TESTO SELEZIONATO

━━━━━━

Una situazione difficile da gestire, quasi apocalittica. Non esiste alcuna regola scritta, sta ai medici capire chi ha più possibilità di sopravvivere: «Per consuetudine, anche se mi rendo conto che è una brutta parola, si valutano con molta attenzione i pazienti con gravi patologie cardiorespiratorie, e le persone con problemi gravi alle coronarie, perché tollerano male l’ipossia acuta e hanno poche probabilità di sopravvivere alla fase critica». Un fattore decisivo è l’età: «Se una persona tra gli 80 e i 95 anni ha una grave insufficienza respiratoria, verosimilmente non procedi. Se ha una insufficienza multi organica di più di tre organi vitali, significa che ha un tasso di mortalità del cento per cento. Ormai è andato. Lo lasciate andare? Anche questa è una frase terribile. Ma purtroppo è vera. Non siamo in condizione di tentare quelli che si chiamano miracoli. È la realtà!», ha spiegato l’anestesista rianimatore Christian Salaroli.

━━━━━━

VOCI ELENCATE
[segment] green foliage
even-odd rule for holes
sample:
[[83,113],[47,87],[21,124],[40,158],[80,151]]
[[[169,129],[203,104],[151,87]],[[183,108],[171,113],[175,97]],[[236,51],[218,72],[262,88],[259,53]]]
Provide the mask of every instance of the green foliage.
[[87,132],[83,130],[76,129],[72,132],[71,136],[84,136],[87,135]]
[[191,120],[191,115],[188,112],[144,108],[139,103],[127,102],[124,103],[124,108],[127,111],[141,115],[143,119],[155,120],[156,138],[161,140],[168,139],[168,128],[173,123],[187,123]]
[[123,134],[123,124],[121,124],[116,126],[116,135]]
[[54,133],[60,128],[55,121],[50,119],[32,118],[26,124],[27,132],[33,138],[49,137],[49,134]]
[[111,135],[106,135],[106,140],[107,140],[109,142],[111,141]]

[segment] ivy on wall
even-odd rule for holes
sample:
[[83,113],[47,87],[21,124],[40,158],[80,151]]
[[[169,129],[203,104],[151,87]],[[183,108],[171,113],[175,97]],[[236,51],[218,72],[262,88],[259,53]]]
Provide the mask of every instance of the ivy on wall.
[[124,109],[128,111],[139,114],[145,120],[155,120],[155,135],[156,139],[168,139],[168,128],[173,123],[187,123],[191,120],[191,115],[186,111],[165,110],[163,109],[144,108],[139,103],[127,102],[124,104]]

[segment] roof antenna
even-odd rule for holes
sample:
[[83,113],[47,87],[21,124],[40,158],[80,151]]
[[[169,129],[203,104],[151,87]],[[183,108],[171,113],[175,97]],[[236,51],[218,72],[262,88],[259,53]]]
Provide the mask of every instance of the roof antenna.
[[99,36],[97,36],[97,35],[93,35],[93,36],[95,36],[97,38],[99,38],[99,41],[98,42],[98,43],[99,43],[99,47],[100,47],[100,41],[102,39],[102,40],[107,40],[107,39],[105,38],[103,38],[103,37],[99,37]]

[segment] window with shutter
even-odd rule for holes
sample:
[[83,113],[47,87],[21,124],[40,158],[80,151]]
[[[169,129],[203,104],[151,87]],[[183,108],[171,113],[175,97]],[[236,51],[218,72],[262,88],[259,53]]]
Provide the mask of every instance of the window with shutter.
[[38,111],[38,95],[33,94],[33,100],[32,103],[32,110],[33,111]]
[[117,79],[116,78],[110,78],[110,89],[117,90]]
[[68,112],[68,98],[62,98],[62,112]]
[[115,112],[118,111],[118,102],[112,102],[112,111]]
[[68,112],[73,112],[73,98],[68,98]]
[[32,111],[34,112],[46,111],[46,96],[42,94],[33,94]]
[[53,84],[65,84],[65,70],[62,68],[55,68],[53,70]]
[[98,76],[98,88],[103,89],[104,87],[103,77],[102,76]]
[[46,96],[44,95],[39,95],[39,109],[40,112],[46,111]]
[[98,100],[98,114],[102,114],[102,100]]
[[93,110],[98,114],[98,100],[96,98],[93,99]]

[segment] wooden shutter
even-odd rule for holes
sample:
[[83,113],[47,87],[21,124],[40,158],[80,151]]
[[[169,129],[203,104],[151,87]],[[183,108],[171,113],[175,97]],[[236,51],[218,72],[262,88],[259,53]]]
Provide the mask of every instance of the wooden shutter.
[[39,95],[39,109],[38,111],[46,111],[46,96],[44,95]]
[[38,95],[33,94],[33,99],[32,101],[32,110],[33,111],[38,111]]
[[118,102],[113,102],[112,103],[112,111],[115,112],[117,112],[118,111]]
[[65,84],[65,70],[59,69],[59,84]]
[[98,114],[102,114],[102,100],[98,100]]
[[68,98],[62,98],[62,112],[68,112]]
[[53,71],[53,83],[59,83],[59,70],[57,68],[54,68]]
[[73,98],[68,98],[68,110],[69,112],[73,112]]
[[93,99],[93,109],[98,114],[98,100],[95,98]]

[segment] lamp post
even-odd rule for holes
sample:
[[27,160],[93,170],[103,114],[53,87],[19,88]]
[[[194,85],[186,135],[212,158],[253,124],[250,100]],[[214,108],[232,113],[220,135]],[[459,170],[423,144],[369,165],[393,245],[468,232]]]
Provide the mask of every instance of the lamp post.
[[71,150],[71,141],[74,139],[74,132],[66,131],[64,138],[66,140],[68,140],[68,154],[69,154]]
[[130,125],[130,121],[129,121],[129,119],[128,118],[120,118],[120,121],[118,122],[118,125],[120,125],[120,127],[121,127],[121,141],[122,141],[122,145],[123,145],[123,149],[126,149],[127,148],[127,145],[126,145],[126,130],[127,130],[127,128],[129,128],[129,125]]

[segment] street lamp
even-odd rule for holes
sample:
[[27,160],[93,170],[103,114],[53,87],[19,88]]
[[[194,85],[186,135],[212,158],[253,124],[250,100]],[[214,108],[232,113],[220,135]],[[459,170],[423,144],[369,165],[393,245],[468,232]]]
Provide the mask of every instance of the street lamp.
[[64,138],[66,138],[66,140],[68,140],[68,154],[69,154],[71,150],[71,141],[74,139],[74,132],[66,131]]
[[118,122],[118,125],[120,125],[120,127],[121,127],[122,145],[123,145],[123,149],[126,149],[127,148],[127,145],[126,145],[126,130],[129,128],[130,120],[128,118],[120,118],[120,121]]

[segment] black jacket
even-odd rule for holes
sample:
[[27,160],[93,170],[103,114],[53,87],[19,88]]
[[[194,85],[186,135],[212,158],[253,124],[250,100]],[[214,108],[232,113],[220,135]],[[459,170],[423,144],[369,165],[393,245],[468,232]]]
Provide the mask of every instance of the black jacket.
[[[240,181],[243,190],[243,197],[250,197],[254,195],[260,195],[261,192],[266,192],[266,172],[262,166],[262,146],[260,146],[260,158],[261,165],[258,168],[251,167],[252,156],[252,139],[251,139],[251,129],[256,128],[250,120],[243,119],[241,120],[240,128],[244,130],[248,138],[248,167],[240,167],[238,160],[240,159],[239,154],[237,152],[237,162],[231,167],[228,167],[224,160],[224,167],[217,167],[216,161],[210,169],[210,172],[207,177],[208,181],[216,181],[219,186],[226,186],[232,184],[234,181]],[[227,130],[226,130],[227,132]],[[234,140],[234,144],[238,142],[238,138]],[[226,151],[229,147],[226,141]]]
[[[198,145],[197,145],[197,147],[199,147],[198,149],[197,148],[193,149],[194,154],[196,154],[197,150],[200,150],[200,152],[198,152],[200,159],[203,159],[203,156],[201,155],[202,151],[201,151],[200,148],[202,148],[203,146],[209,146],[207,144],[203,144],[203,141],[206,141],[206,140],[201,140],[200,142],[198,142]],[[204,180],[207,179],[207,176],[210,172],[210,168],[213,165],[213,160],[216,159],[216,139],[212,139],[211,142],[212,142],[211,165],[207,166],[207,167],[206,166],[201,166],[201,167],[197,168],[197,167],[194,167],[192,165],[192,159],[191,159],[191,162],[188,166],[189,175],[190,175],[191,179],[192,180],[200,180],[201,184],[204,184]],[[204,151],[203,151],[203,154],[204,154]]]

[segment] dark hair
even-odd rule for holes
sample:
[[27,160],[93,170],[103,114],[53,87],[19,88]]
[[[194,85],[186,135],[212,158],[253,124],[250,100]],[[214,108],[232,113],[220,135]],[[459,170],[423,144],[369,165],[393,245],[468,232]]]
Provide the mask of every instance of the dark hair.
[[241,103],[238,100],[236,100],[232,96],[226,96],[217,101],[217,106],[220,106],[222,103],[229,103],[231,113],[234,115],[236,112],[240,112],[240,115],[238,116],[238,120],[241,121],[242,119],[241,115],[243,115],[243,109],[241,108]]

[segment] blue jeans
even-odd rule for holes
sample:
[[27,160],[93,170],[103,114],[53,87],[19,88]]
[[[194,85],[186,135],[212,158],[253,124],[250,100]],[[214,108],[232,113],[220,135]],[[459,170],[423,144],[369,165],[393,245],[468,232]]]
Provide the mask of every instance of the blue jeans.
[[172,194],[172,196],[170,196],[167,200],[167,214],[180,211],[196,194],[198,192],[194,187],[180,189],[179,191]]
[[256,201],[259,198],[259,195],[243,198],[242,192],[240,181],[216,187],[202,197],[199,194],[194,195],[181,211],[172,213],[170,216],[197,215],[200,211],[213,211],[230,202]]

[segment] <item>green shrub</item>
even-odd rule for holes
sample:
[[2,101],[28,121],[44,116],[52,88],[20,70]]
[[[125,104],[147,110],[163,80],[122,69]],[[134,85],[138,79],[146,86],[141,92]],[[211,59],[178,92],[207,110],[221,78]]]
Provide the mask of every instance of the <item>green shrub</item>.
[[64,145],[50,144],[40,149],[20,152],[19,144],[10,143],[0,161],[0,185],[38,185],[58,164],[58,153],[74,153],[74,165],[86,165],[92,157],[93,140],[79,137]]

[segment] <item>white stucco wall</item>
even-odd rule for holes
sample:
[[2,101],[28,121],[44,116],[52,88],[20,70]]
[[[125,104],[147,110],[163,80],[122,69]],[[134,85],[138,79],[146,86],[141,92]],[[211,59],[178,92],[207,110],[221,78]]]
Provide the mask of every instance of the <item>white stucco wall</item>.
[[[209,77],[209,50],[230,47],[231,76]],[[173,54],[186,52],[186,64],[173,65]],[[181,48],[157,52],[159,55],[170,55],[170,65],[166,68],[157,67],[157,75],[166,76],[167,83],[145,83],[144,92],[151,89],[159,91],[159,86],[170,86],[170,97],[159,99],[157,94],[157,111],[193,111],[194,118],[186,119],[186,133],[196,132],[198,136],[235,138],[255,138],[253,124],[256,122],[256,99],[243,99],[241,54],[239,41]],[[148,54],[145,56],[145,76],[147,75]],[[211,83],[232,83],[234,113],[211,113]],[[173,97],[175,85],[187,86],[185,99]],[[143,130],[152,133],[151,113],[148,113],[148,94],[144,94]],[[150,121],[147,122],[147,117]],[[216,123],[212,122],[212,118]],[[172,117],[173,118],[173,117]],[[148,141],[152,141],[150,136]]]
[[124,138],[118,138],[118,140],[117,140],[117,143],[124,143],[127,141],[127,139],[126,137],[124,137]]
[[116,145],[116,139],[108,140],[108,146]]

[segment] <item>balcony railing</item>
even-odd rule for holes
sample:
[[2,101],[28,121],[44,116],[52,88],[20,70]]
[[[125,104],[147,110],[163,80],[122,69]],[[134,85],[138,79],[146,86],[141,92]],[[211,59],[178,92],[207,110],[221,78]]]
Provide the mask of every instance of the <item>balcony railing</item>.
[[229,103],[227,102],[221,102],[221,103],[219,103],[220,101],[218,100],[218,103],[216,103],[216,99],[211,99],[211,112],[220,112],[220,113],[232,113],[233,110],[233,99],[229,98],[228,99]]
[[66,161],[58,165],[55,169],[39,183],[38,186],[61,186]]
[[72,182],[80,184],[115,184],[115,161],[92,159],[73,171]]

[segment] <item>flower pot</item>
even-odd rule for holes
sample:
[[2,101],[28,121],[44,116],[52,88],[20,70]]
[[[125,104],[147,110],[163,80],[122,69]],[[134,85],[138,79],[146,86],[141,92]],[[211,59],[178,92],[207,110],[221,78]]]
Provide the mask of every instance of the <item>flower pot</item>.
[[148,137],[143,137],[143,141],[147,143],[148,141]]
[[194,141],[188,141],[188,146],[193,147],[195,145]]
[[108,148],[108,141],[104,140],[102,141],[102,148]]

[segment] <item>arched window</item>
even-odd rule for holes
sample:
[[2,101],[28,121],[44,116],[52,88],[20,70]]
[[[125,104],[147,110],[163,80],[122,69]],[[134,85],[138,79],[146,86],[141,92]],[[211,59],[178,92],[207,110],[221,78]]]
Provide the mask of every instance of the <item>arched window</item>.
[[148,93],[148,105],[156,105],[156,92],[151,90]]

━━━━━━

COMPITO ASSEGNATO 1
Che professione esercita Christian Salaroli, secondo il brano sulla selezione dei pazienti?
COMPITO ASSEGNATO 2
Riassumi in due frasi il brano sulla selezione dei pazienti.
COMPITO ASSEGNATO 3
Riprendi il brano sulla selezione dei pazienti dal punto in cui si interrompe e portalo avanti.

RISULTATO ESERCIZIO 1
È anestesista rianimatore.

RISULTATO ESERCIZIO 2
In assenza di regole scritte, spetta ai medici capire chi ha più possibilità di sopravvivere, valutando con molta attenzione i pazienti con gravi patologie cardiorespiratorie o coronariche, che tollerano male l'ipossia acuta. Secondo l'anestesista rianimatore Christian Salaroli, l'età è un fattore decisivo, un'insufficienza multi organica di più di tre organi vitali comporta una mortalità del cento per cento e i medici non sono in condizione di tentare miracoli.

RISULTATO ESERCIZIO 3
«Tanti miei colleghi stanno accusando questa situazione. Non è solo il carico di lavoro, ma quello emotivo»

Parole quelle del medico che fanno capire quanto sia necessario in queste ore evitare spostamenti il più possibile. Restare a casa resta l’unica arma di difesa: «Tanti miei colleghi stanno accusando questa situazione. Non è solo il carico di lavoro, ma quello emotivo, che è devastante. Ho visto piangere infermieri con trent’anni di esperienza alle spalle, Gente che ha crisi di nervi e all’improvviso trema. Voi non sapete cosa sta succedendo negli ospedali», ha concluso Salaroli.